**Aim of the task:** Give every line from the entries that contains "below".

Point-per-instance localization data:

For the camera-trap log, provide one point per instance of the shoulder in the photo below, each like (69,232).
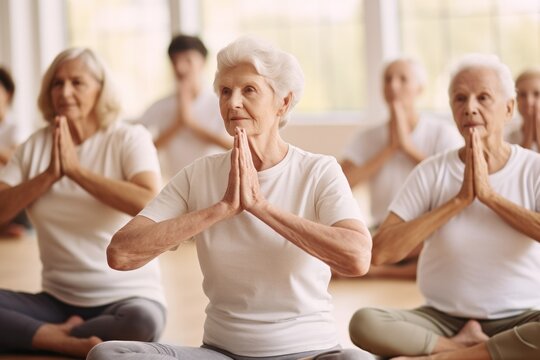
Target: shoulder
(312,162)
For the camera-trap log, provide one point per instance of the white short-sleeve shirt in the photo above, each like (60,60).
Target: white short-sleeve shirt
(430,136)
(267,296)
(74,228)
(185,147)
(476,265)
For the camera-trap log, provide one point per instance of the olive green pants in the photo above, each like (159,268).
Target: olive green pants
(415,332)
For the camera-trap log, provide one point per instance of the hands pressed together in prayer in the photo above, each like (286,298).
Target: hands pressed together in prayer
(243,189)
(476,174)
(64,159)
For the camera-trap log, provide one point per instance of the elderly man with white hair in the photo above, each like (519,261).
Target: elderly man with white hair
(476,212)
(384,155)
(269,221)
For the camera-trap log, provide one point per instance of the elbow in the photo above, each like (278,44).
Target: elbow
(117,257)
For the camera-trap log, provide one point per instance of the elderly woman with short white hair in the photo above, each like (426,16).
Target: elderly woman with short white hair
(80,178)
(269,221)
(476,210)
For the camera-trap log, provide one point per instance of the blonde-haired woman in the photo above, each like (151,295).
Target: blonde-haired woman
(80,178)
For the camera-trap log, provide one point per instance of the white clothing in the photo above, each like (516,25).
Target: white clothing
(267,296)
(515,136)
(476,266)
(185,147)
(430,136)
(11,134)
(74,228)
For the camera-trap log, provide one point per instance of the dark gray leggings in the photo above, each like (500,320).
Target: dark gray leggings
(133,350)
(21,314)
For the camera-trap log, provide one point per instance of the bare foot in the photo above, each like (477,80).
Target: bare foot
(12,231)
(55,337)
(470,334)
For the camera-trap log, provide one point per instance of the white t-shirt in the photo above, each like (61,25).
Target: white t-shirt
(74,228)
(430,136)
(476,266)
(185,147)
(267,296)
(515,136)
(11,135)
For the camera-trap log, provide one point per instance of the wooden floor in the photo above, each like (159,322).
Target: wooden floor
(20,269)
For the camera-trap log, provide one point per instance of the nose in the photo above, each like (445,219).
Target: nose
(67,89)
(236,100)
(471,107)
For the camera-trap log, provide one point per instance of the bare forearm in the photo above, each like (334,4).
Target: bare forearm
(133,246)
(521,219)
(393,242)
(346,250)
(359,174)
(119,194)
(15,199)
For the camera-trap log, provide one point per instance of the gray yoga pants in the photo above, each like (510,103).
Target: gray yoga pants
(132,350)
(415,332)
(21,314)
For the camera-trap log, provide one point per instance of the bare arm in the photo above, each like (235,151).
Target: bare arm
(396,238)
(344,246)
(523,220)
(142,239)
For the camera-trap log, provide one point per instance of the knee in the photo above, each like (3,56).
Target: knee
(364,328)
(140,324)
(103,351)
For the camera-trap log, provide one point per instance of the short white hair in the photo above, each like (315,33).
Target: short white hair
(486,61)
(280,69)
(417,68)
(107,106)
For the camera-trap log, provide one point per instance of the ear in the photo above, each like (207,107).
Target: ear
(510,109)
(285,104)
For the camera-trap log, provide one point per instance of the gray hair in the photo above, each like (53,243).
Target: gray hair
(280,69)
(486,61)
(417,68)
(107,106)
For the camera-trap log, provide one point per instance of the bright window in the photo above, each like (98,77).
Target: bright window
(326,36)
(437,32)
(132,37)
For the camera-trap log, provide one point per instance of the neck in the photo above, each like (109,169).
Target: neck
(267,151)
(496,152)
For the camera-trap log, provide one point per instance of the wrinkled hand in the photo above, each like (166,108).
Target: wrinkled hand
(68,153)
(482,188)
(467,191)
(232,194)
(249,181)
(55,165)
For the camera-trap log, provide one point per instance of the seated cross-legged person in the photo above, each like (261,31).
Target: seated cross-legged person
(476,210)
(383,156)
(80,178)
(528,104)
(269,220)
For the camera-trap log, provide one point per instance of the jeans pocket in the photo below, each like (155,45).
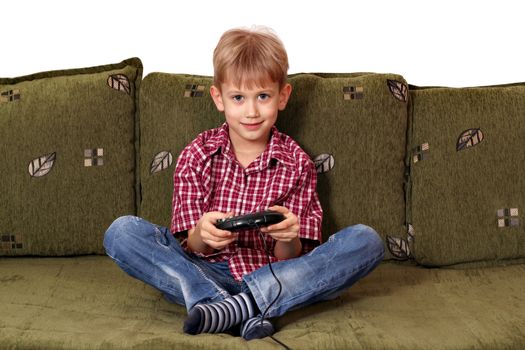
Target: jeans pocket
(161,239)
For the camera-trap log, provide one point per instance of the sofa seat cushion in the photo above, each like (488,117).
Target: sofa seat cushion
(89,303)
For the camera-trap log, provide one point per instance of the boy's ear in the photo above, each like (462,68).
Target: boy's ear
(217,98)
(284,96)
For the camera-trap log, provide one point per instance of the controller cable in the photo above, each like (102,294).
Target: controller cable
(263,239)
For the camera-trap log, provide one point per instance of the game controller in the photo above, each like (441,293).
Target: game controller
(252,220)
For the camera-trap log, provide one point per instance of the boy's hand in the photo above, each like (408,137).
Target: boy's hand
(206,232)
(286,230)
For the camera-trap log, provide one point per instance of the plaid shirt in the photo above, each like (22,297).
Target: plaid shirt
(209,178)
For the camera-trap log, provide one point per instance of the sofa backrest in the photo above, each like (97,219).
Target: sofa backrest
(352,125)
(67,157)
(436,171)
(467,169)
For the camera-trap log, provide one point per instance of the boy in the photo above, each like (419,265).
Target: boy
(244,166)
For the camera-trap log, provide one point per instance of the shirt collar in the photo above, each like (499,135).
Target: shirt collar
(274,150)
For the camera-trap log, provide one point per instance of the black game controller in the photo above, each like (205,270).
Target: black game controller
(253,220)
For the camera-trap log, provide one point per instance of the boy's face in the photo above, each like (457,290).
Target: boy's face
(250,112)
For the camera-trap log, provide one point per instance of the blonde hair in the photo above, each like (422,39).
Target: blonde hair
(250,56)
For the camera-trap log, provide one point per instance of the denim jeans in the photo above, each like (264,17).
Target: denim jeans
(152,254)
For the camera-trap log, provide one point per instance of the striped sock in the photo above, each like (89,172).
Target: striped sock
(220,316)
(255,329)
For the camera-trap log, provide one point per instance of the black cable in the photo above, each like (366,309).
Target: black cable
(278,282)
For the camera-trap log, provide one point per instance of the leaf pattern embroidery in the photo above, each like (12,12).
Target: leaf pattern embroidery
(42,165)
(119,82)
(398,247)
(398,89)
(469,138)
(161,161)
(324,163)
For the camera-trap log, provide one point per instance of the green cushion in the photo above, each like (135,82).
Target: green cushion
(359,119)
(68,157)
(467,166)
(90,303)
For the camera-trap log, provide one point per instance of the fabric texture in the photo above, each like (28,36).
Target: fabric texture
(89,303)
(208,178)
(68,157)
(467,161)
(352,125)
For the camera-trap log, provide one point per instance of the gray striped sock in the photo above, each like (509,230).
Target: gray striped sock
(220,316)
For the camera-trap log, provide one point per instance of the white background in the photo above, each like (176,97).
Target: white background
(444,43)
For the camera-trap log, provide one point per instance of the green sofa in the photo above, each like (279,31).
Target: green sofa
(437,171)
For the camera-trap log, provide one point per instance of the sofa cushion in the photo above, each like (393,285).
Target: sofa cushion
(467,166)
(68,157)
(353,125)
(89,303)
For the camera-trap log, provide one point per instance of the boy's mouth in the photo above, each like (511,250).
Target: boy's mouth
(253,126)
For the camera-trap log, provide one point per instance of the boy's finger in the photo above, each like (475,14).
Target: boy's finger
(279,208)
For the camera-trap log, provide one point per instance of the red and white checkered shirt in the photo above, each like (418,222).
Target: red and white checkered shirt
(209,178)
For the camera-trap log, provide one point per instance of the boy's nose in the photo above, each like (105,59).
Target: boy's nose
(251,110)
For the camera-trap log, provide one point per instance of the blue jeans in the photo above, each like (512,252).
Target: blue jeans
(153,255)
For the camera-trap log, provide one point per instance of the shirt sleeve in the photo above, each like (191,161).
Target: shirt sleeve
(188,194)
(304,202)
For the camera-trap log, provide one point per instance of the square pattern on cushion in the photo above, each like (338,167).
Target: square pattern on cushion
(68,157)
(352,125)
(467,166)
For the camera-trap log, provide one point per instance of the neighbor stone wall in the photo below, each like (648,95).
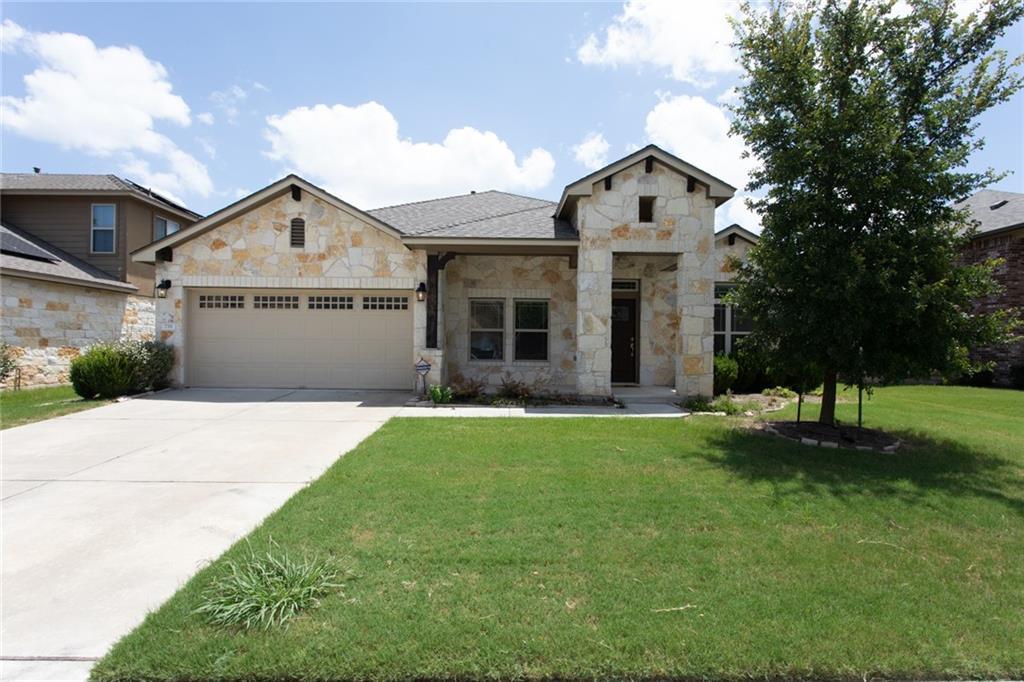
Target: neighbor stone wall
(510,278)
(49,324)
(1010,275)
(253,250)
(683,225)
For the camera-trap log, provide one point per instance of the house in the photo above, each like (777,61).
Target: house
(998,218)
(293,287)
(66,275)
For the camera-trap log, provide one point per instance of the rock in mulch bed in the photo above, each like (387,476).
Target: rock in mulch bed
(812,433)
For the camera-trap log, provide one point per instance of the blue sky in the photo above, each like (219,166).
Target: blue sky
(216,100)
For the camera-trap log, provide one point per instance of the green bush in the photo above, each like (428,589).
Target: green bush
(439,394)
(110,370)
(267,590)
(726,371)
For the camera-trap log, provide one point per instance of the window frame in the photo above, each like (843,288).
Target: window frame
(546,331)
(93,228)
(487,330)
(167,222)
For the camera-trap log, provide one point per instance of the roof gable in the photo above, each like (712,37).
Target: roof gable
(718,189)
(147,254)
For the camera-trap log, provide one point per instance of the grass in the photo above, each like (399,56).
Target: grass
(642,549)
(34,405)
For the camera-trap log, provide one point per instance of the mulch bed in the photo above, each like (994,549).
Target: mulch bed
(813,433)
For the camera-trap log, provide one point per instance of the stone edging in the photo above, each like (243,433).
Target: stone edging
(888,450)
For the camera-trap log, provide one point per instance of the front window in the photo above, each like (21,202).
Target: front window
(731,326)
(162,227)
(531,330)
(103,221)
(486,329)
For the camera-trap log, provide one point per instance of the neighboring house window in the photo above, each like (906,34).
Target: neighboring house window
(103,221)
(298,232)
(730,325)
(162,227)
(486,329)
(647,209)
(531,330)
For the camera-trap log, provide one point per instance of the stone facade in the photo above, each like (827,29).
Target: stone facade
(253,250)
(49,324)
(1010,274)
(508,279)
(683,225)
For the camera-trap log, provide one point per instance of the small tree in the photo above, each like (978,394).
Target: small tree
(862,120)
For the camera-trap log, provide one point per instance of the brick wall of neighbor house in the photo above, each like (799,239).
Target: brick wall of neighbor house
(683,225)
(253,250)
(509,278)
(1010,274)
(49,324)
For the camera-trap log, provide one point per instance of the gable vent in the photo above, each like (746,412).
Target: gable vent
(298,232)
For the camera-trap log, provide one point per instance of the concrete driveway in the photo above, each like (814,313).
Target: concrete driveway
(107,512)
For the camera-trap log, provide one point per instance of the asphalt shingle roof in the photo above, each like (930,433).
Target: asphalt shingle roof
(995,210)
(57,182)
(25,252)
(480,215)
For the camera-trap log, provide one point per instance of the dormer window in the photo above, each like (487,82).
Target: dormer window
(298,236)
(647,209)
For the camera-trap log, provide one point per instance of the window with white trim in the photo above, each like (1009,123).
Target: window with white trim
(162,227)
(730,325)
(102,236)
(530,330)
(275,302)
(486,329)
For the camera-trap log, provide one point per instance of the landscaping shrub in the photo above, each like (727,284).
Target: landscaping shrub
(1017,377)
(439,394)
(726,371)
(8,361)
(266,590)
(110,370)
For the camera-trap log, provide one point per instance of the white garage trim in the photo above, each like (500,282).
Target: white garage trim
(299,338)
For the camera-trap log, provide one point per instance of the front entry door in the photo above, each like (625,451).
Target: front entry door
(624,340)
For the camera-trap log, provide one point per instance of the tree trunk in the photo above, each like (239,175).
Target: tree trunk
(827,415)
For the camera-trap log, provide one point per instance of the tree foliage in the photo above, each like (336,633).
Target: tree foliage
(862,119)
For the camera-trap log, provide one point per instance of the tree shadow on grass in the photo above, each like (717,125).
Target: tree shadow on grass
(921,469)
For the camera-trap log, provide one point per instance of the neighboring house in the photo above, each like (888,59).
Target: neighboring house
(66,275)
(998,217)
(731,246)
(293,287)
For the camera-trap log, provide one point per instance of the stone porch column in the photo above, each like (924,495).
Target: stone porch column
(594,316)
(695,341)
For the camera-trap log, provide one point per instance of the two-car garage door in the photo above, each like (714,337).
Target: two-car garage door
(299,338)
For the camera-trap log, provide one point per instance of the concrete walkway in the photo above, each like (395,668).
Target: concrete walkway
(108,512)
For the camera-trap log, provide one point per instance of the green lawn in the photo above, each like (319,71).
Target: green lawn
(33,405)
(643,548)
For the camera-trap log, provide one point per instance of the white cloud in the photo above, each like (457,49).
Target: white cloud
(690,40)
(592,152)
(358,155)
(102,101)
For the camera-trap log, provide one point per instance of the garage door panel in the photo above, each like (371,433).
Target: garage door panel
(314,347)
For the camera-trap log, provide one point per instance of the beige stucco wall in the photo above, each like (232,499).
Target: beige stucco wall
(684,226)
(253,250)
(49,324)
(510,278)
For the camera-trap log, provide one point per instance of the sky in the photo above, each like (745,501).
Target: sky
(385,103)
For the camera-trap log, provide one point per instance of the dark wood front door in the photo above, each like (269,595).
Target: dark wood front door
(624,340)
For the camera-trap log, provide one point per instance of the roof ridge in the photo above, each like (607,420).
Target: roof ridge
(486,217)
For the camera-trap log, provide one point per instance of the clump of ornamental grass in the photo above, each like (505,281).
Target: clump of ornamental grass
(268,589)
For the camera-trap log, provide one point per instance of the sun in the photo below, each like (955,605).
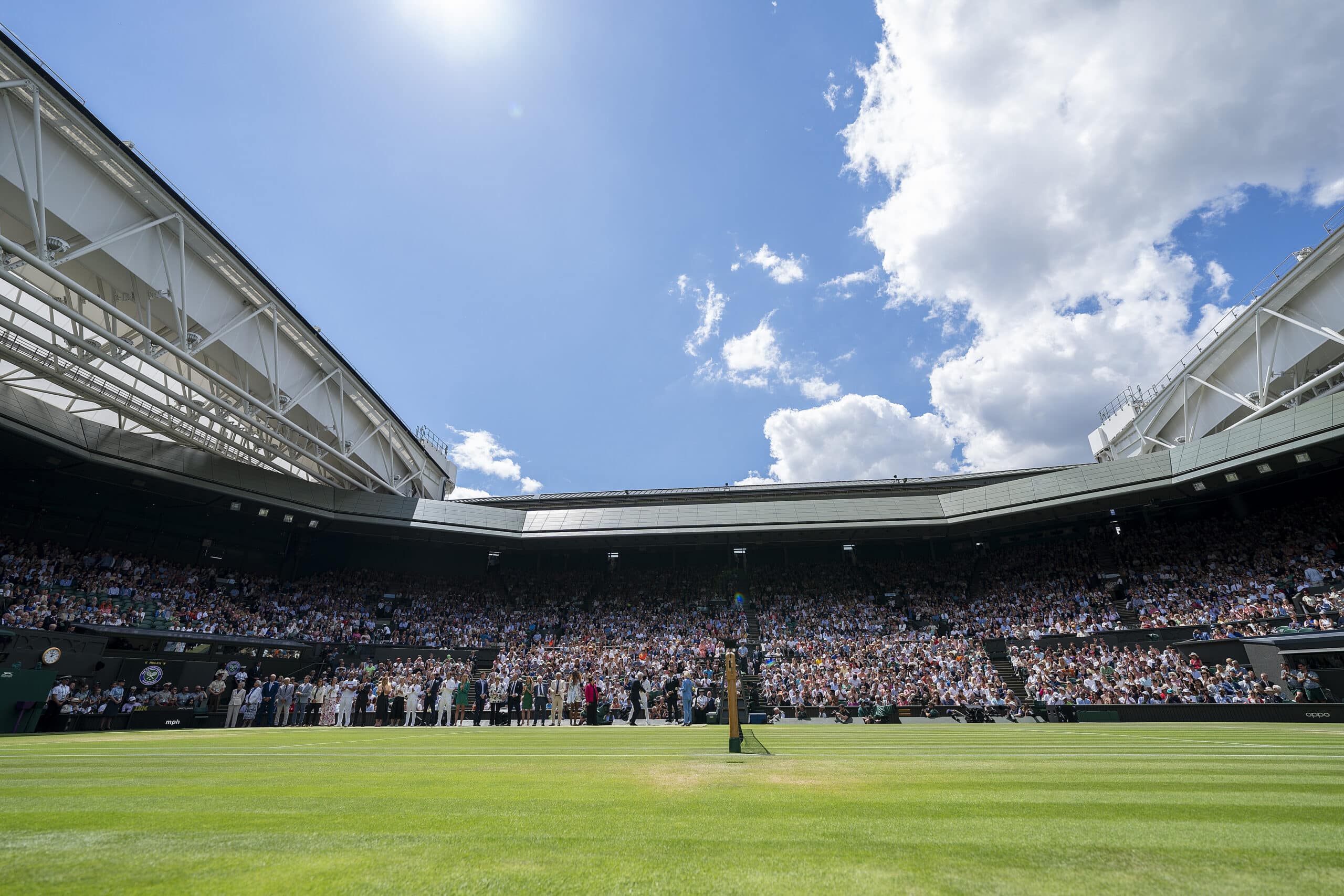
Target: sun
(464,30)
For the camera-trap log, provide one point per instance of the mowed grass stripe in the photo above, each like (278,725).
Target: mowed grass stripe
(882,809)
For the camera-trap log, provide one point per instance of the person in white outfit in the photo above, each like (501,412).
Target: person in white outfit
(413,693)
(236,704)
(445,705)
(557,700)
(347,703)
(445,700)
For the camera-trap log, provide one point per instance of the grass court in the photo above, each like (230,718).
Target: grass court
(847,809)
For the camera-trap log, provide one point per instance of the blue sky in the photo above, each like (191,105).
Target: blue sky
(488,213)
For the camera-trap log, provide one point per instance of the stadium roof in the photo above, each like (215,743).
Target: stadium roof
(201,347)
(765,491)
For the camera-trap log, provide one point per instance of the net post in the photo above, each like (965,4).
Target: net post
(730,700)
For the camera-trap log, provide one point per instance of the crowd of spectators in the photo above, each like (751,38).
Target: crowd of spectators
(1097,673)
(844,633)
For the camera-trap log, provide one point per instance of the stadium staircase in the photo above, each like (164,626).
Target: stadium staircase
(996,650)
(1109,567)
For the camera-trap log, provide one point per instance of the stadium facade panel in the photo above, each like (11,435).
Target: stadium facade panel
(1296,442)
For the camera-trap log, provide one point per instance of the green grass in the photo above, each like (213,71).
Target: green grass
(884,809)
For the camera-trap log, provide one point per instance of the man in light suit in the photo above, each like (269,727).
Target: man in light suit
(557,699)
(303,693)
(481,693)
(515,702)
(284,700)
(687,699)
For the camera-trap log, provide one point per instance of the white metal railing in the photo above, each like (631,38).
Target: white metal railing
(1140,397)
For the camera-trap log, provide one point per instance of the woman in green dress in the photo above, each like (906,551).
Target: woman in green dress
(460,700)
(539,699)
(527,702)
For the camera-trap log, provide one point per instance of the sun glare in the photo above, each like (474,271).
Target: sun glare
(461,29)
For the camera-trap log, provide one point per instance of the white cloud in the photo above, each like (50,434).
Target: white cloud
(858,437)
(834,92)
(710,303)
(830,96)
(757,361)
(819,390)
(844,281)
(480,450)
(842,285)
(463,493)
(757,351)
(1037,166)
(1220,281)
(781,270)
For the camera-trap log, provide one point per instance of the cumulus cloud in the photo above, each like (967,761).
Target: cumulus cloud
(756,359)
(710,303)
(479,450)
(754,352)
(834,92)
(1220,281)
(1037,164)
(842,285)
(857,437)
(781,270)
(819,390)
(463,493)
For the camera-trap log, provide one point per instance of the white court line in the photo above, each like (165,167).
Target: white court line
(678,755)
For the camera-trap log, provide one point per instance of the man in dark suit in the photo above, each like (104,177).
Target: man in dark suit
(267,712)
(481,691)
(515,702)
(635,690)
(432,695)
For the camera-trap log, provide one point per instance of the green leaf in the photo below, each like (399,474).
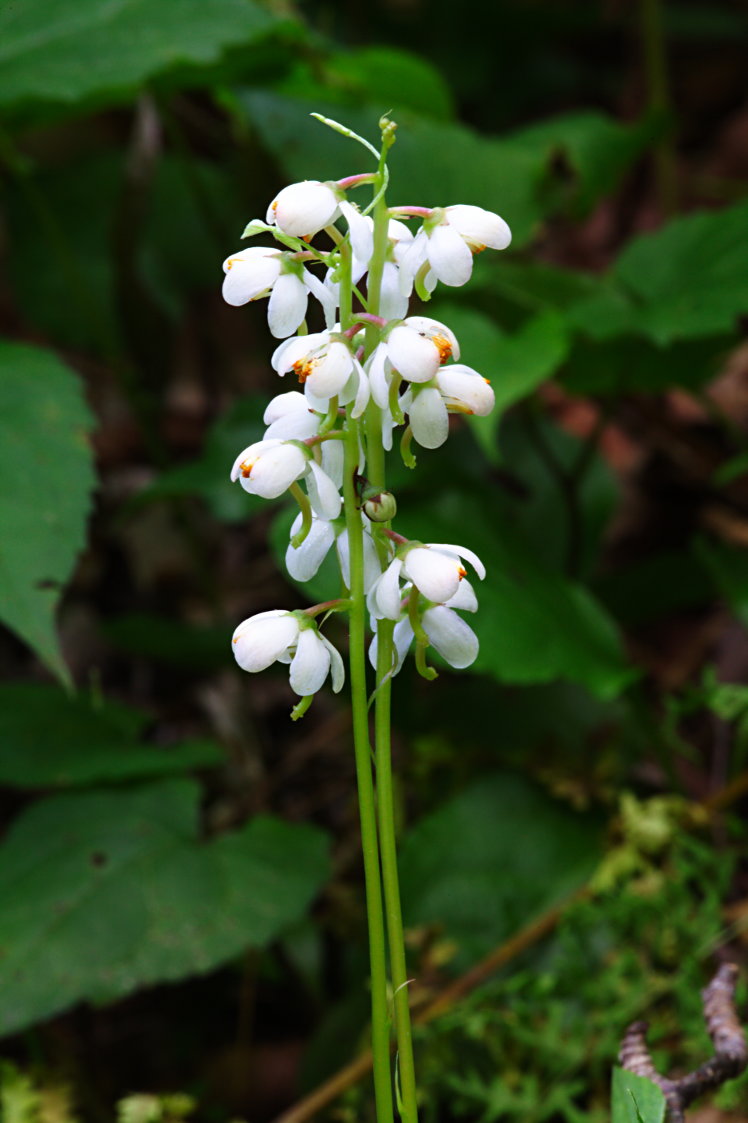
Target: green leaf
(102,893)
(432,164)
(49,739)
(598,148)
(57,52)
(208,476)
(514,363)
(47,473)
(636,1099)
(685,281)
(401,80)
(463,869)
(534,626)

**Output for this exercise:**
For the camera-trap log, provide one point per instance of the shoulder in the photo below, each like (69,232).
For the camera-trap log, provide one point per instance of the jeans pocket in the photo below, each like (155,45).
For the camera-trap log, provide one point per instance of the neighbor stone wall in the photo below, each like (648,95).
For the camera-trap log, provide one point per instance of the sun in the photo below, each like (955,605).
For the camera-trap log, provide one point per instance of the green leaf in the photo below, each like (399,474).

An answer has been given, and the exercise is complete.